For background, see the original paper: https://doi.org/10.7554/eLife.100361.2

## Geometry-first rationale (short)

We approximate the **Laplace–Beltrami operator (LBO)** by learning well-weighted similarity graphs and their Laplacian/diffusion operators. The **eigenfunctions** of these operators form an orthonormal basis—the **spectral scaffold**—that captures the dataset’s intrinsic geometry across scales. This view connects to **Diffusion Maps**, **Laplacian Eigenmaps**, and related kernel eigenmaps, and enables downstream tasks such as clustering and graph-layout optimization with geometry preserved.

## When to use TopoMetry

Use TopoMetry when you want:

- Geometry-faithful representations beyond variance maximization (e.g., PCA)
- Robust low-dimensional views and clustering from operator-grounded features
- Quantitative **operator-native** metrics to compare methods and parameter choices
- Reproducible, **non-destructive** pipelines

Empirically, TopoMetry often outperforms PCA-based pipelines and stand-alone layouts. Still, **let the data decide**—TopoMetry includes metrics and reports to support evidence-based choices.

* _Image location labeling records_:
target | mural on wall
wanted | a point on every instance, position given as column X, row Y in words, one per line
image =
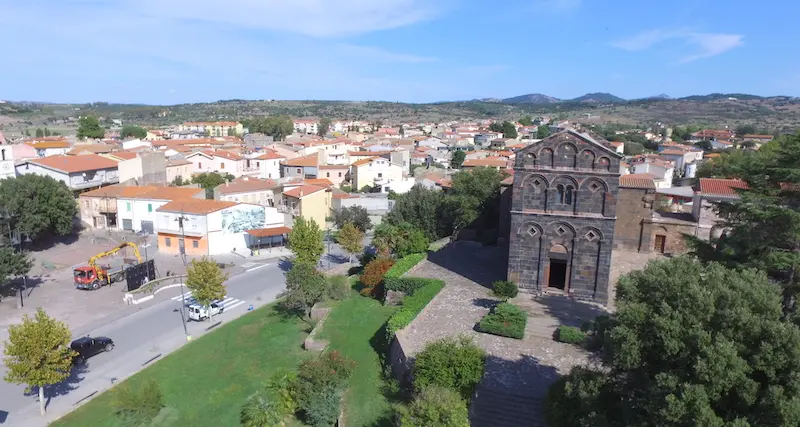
column 242, row 218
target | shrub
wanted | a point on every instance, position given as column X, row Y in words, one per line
column 406, row 285
column 570, row 335
column 338, row 287
column 138, row 405
column 402, row 265
column 319, row 387
column 505, row 289
column 505, row 320
column 412, row 306
column 372, row 278
column 434, row 407
column 456, row 363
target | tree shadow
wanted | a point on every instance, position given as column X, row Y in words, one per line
column 63, row 388
column 511, row 392
column 472, row 260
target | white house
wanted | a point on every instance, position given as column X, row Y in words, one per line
column 136, row 206
column 77, row 172
column 212, row 227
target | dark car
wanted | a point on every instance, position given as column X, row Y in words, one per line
column 87, row 347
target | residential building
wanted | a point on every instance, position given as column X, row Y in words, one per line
column 144, row 168
column 307, row 201
column 374, row 171
column 247, row 190
column 213, row 128
column 50, row 146
column 269, row 164
column 211, row 227
column 179, row 168
column 301, row 167
column 562, row 216
column 337, row 174
column 137, row 205
column 77, row 172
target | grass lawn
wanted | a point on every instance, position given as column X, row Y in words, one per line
column 208, row 380
column 350, row 328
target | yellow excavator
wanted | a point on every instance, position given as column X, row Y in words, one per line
column 96, row 275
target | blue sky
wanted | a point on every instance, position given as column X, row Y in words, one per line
column 175, row 51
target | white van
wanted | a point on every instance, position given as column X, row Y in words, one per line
column 197, row 312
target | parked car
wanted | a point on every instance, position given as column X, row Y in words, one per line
column 198, row 312
column 87, row 347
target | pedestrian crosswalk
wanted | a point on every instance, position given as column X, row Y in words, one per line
column 227, row 303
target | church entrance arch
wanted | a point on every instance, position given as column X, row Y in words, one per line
column 557, row 273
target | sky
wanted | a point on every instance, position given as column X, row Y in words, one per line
column 179, row 51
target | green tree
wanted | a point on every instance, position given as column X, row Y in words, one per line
column 351, row 239
column 89, row 127
column 206, row 281
column 37, row 353
column 133, row 131
column 211, row 180
column 633, row 148
column 305, row 240
column 13, row 263
column 279, row 127
column 762, row 228
column 509, row 130
column 324, row 126
column 434, row 407
column 356, row 215
column 38, row 205
column 542, row 131
column 305, row 286
column 458, row 159
column 690, row 344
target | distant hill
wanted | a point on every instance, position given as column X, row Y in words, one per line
column 598, row 97
column 531, row 98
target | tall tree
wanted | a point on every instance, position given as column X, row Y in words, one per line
column 305, row 240
column 38, row 205
column 206, row 281
column 89, row 127
column 351, row 239
column 689, row 345
column 509, row 130
column 458, row 159
column 133, row 131
column 762, row 228
column 324, row 126
column 37, row 353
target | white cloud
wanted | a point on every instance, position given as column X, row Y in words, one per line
column 707, row 44
column 370, row 53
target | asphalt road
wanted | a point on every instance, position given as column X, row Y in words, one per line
column 140, row 339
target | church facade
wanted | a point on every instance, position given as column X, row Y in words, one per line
column 563, row 214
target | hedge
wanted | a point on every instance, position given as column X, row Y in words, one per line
column 505, row 320
column 412, row 306
column 402, row 265
column 407, row 285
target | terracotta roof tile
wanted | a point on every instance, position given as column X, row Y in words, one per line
column 721, row 187
column 637, row 180
column 302, row 191
column 195, row 206
column 74, row 164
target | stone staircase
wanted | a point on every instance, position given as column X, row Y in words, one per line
column 493, row 408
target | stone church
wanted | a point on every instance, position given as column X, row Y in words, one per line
column 563, row 212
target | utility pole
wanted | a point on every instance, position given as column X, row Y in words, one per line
column 182, row 250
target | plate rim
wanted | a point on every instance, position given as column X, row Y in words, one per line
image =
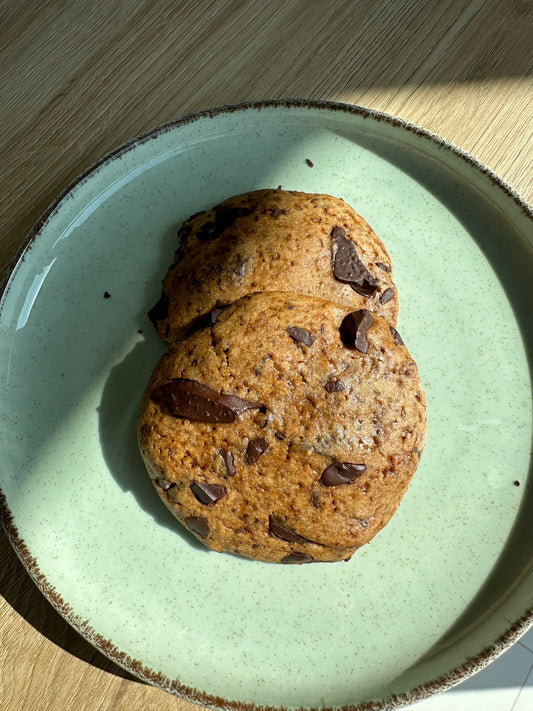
column 458, row 674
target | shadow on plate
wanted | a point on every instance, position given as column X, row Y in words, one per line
column 511, row 258
column 117, row 421
column 21, row 593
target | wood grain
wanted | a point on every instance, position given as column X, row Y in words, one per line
column 79, row 78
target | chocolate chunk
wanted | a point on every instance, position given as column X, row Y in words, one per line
column 196, row 401
column 396, row 336
column 205, row 320
column 198, row 524
column 165, row 484
column 276, row 528
column 208, row 493
column 340, row 473
column 315, row 499
column 297, row 558
column 335, row 386
column 255, row 449
column 301, row 335
column 160, row 310
column 224, row 218
column 227, row 458
column 353, row 329
column 386, row 296
column 347, row 267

* _Given request A_: Repeat the TopoMetry passage from "## Geometry-first rationale" up to and including "with geometry preserved.".
* _Given request B_:
Answer these questions from the TopoMetry passage:
(i) Which operator does the approach approximate?
(ii) What name is given to the orthonormal basis formed by the eigenfunctions?
(iii) What kind of pipelines does TopoMetry often outperform, along with stand-alone layouts?
The records are separate from the TopoMetry passage and unrelated to it.

* _Written response A_:
## Geometry-first rationale (short)

We approximate the **Laplace–Beltrami operator (LBO)** by learning well-weighted similarity graphs and their Laplacian/diffusion operators. The **eigenfunctions** of these operators form an orthonormal basis—the **spectral scaffold**—that captures the dataset’s intrinsic geometry across scales. This view connects to **Diffusion Maps**, **Laplacian Eigenmaps**, and related kernel eigenmaps, and enables downstream tasks such as clustering and graph-layout optimization with geometry preserved.

* _Written response B_:
(i) The Laplace–Beltrami operator (LBO)
(ii) The spectral scaffold
(iii) PCA-based pipelines